> **TASK STATEMENT**
Extract every line below, verbatim.

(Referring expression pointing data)
══════════

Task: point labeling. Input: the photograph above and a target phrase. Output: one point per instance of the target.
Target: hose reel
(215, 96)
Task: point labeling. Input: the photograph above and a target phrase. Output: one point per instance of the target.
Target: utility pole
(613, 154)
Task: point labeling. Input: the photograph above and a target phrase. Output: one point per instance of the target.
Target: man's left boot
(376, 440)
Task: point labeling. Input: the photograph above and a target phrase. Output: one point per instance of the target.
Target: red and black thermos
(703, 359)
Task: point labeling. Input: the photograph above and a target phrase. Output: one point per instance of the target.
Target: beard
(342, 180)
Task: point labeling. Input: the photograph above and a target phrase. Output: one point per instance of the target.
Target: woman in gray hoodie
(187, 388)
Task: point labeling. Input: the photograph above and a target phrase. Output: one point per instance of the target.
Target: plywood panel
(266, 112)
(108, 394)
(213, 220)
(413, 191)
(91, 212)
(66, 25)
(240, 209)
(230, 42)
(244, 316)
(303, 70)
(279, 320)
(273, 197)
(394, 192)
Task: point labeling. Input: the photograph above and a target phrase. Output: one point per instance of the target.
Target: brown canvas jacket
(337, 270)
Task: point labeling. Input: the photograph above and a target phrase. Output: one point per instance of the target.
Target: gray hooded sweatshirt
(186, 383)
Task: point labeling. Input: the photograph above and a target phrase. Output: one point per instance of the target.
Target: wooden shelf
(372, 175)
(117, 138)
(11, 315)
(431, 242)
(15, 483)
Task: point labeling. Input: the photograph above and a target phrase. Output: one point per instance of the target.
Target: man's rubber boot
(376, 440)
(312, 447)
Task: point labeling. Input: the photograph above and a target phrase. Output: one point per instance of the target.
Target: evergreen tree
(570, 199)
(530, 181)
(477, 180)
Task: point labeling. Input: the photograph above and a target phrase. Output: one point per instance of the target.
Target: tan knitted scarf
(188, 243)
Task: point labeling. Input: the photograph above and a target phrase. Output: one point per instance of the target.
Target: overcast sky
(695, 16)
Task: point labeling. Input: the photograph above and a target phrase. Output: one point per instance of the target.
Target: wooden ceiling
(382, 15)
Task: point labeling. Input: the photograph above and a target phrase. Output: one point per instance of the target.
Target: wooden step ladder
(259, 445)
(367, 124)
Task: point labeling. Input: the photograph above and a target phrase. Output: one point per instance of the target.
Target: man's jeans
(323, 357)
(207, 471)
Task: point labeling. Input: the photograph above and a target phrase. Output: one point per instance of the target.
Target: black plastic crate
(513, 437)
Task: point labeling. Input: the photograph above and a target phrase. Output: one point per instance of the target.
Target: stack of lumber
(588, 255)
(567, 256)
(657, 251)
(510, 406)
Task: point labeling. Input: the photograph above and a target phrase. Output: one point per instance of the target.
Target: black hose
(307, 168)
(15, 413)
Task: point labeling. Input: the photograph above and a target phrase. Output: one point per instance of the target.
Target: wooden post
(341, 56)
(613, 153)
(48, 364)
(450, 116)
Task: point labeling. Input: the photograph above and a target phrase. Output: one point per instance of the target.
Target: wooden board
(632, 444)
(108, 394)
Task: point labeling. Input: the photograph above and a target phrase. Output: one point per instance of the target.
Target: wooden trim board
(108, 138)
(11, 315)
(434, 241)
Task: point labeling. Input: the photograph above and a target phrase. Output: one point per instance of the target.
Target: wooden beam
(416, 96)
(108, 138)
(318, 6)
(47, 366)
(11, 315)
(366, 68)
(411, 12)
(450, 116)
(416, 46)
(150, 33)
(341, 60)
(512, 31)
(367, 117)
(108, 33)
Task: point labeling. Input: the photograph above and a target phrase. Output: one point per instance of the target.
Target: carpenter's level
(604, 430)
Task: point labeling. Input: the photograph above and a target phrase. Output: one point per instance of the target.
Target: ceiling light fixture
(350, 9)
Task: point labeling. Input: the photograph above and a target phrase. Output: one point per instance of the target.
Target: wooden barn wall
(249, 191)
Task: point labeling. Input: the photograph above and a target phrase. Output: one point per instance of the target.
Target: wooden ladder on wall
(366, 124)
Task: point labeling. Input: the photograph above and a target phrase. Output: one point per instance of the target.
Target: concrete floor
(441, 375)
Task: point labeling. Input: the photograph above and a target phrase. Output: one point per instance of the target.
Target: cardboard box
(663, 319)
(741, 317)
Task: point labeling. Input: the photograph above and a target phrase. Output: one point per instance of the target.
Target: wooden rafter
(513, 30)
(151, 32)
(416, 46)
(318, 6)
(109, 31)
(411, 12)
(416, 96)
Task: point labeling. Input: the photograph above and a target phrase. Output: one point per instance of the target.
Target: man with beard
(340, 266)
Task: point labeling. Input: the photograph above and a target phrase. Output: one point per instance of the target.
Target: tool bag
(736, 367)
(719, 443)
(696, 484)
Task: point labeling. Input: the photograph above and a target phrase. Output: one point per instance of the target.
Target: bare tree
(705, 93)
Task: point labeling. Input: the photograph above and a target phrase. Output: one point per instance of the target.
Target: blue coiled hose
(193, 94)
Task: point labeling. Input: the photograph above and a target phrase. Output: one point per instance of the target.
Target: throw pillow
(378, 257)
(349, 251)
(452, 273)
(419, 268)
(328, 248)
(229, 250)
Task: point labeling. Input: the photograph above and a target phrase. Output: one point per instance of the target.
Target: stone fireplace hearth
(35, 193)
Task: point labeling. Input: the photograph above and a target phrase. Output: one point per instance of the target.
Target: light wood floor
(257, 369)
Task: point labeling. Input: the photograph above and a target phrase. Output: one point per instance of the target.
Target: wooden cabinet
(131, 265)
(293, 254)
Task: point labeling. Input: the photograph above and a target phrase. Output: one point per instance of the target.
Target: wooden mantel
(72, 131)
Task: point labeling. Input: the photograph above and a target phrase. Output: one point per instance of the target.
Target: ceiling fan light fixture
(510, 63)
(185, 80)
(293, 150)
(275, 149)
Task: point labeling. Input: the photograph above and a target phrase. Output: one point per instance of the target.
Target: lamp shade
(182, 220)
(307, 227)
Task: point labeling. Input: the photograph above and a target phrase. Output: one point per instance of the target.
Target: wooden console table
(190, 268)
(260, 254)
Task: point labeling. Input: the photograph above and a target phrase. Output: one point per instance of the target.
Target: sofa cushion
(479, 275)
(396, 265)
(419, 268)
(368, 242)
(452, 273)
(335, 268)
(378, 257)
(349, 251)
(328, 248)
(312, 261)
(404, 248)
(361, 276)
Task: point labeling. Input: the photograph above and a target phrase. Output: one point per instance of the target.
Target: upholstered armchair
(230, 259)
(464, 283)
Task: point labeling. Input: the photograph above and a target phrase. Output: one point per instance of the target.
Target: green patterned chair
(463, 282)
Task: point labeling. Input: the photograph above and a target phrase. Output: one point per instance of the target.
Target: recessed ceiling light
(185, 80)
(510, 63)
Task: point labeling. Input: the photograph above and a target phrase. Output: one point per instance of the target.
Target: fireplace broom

══════════

> **ANSWER BOX**
Task: point labeling. Input: the photograph above and a target phrase. Output: one point per instance of the target.
Target: hose reel
(215, 96)
Task: point labeling. Input: the photograph above and a target phrase. Output: one point per instance of the target.
Target: utility pole
(613, 154)
Task: point labeling. Input: the photograph above and a target phrase. Output: one point per instance of the target.
Target: man's left boot
(376, 440)
Task: point labeling. Input: the photograph above and a target phrase. Output: one point per instance of the target.
Target: red and black thermos
(703, 359)
Task: point labeling. Input: the photograph above and a target phrase. Output: one point per instance of the target.
Target: beard
(342, 180)
Task: point labeling. Input: the photograph above and a target phrase. Output: one point per instance of the target.
Target: woman in gray hoodie
(187, 388)
Task: point labeling. Input: the photograph above and a target phrase. Output: one point per instance of the target.
Target: plywood panel
(266, 112)
(108, 394)
(213, 220)
(413, 191)
(91, 212)
(66, 25)
(240, 209)
(230, 42)
(244, 316)
(303, 70)
(279, 320)
(273, 197)
(394, 192)
Task: point labeling. Input: the photograph above and a target phrase. Output: one point per instance of the target.
Target: brown canvas jacket
(337, 270)
Task: point labeling. Input: the photograph above and a target phrase. Output: one point per instance of the target.
Target: gray hooded sweatshirt
(186, 383)
Task: point labeling. Input: the photograph above and a target phrase. Output: one point per instance of the target.
Target: wooden shelf
(372, 175)
(117, 138)
(11, 315)
(431, 242)
(15, 483)
Task: point labeling. Input: the photograph above and a target phrase. Output: one point per instance of the target.
Target: man's rubber boot
(376, 440)
(312, 447)
Task: point labeling. Input: the photograph above and a target phrase. Output: one point per instance of the target.
Target: evergreen tree
(570, 199)
(530, 181)
(477, 180)
Task: point labeling. Input: the photograph above and a target phrase. Output: one point per instance of the target.
Target: tan knitted scarf
(188, 243)
Task: point labeling. Input: the photograph above and a target phrase. Output: one point per instance of the target.
Target: overcast sky
(695, 16)
Task: point labeling. Input: the photograph above and a target phrase. Output: one point per instance of the target.
Target: wooden ceiling
(382, 15)
Task: point labeling. Input: the photograph above and a target phrase. Output: one point per instance of the target.
Target: wooden step ladder
(259, 445)
(367, 124)
Task: point labeling. Input: the photograph above and a target phrase. Output: one point per instance of the target.
Target: man's jeans
(323, 357)
(207, 471)
Task: point labeling. Input: the photograph above and a target phrase. Output: one point per instance of the target.
Target: black plastic crate
(513, 437)
Task: point labeling. Input: the photograph above and a target phrase. Output: one point per instance of the target.
Target: stack of lumber
(588, 255)
(567, 256)
(657, 251)
(510, 406)
Task: point labeling. Input: the photograph above and a target phrase. Output: one point per instance of the target.
Target: black hose
(307, 168)
(15, 413)
Task: point labeling. Input: the photograph above and a target phrase. Output: one point per instance of the target.
Target: wooden post
(341, 56)
(613, 153)
(48, 364)
(450, 116)
Task: point labeling. Input: the photograph above and a target phrase. Output: one point per instance of the target.
Target: wooden board
(632, 444)
(108, 394)
Task: point labeling. Input: the photograph above and a target phrase. Output: one point per instance of the target.
Target: wooden trim board
(108, 138)
(11, 315)
(434, 241)
Task: point labeling. Input: the photograph above and a target phrase. Output: one point per instance of the target.
Target: wooden beam
(416, 96)
(108, 138)
(318, 6)
(47, 366)
(11, 315)
(366, 68)
(411, 12)
(450, 116)
(416, 46)
(150, 33)
(341, 60)
(512, 31)
(367, 117)
(108, 33)
Task: point labeling. Input: the photograph above and a target phrase. Output: one point per instance of the target.
Target: carpenter's level
(604, 430)
Task: point labeling. Input: the photograph above and a target phrase. Output: one point per instance of the target.
Target: ceiling light fixture
(350, 9)
Task: point labeling. Input: the photograph above and a target phrase. Output: one point per instance of the target.
Target: wooden barn wall
(249, 191)
Task: point labeling. Input: the photograph above and a target phrase. Output: one point per instance of the target.
Target: wooden ladder on wall
(366, 124)
Task: point labeling. Input: the photograph above and a target phrase. Output: one point per instance of the target.
Target: concrete floor
(441, 375)
Task: point labeling. Input: the photograph above and a target phrase. Output: one point per instance of the target.
Target: cardboard box
(663, 319)
(741, 317)
Task: point labeling. Input: the photograph above and a target phrase. Output: one point per instance of the target.
Target: wooden rafter
(513, 30)
(151, 32)
(416, 46)
(318, 6)
(109, 31)
(411, 12)
(416, 96)
Task: point labeling. Input: the photograph above and a target phrase. Output: one point per instance of the target.
Target: man with beard
(340, 266)
Task: point labeling. Input: the photograph above and a target phrase. Output: one point per instance of the target.
Target: tool bag
(736, 367)
(719, 443)
(696, 484)
Task: point labeling. Input: the photograph above and a target phrase. Output: one point per instance of the target.
Target: bare tree
(705, 93)
Task: point labeling. Input: the photograph above and a target phrase. Output: one point per instance of the target.
Target: blue coiled hose
(193, 94)
Task: point labeling. Input: the photograph above and a target phrase. Output: one point per instance of the target.
Target: throw pillow
(378, 257)
(349, 251)
(452, 273)
(419, 268)
(328, 248)
(229, 250)
Task: point labeling. Input: the photograph above and a target phrase. Output: one point per instance of the target.
Target: stone fireplace hearth
(35, 193)
Task: point labeling. Input: the photograph above and a target phrase. Output: one point per instance of the target.
Target: light wood floor
(257, 369)
Task: point labeling. Input: the photograph above and a target phrase. Output: one point per instance of the target.
Target: wooden cabinet
(131, 265)
(293, 254)
Task: point labeling. Input: the photograph above and a target phrase. Output: one point per instance of the target.
Target: wooden mantel
(72, 131)
Task: point labeling. Input: the photograph above and a target phrase. Output: one point per instance of the target.
Target: ceiling fan light fixture
(510, 63)
(185, 80)
(293, 150)
(275, 149)
Task: point labeling. Input: the photograph above and a target phrase. Output: one point per instance of the target.
Target: lamp shade
(182, 220)
(307, 227)
Task: point labeling. Input: the photograph above and a target phrase. Output: one point per instance of the target.
Target: wooden console table
(190, 268)
(260, 254)
Task: point labeling. Input: the photograph above and a target phrase. Output: one point per instance of the target.
Target: sofa cushion
(479, 275)
(396, 265)
(419, 268)
(368, 242)
(452, 273)
(335, 268)
(378, 257)
(349, 251)
(328, 248)
(312, 261)
(404, 248)
(361, 276)
Task: point labeling. Input: the photograph above and a target phrase. Output: one point per instance of the target.
Target: upholstered armchair
(230, 259)
(464, 283)
Task: point labeling. Input: the photograph above and a target phrase. Output: one point per instance of the target.
Target: green patterned chair
(463, 282)
Task: point labeling. Input: the photograph above and a target phrase. Output: one point per instance of the target.
Target: recessed ceiling light
(185, 80)
(510, 63)
Task: point labeling. Input: the photograph above and a target phrase. Output: one point per instance of the target.
Target: fireplace broom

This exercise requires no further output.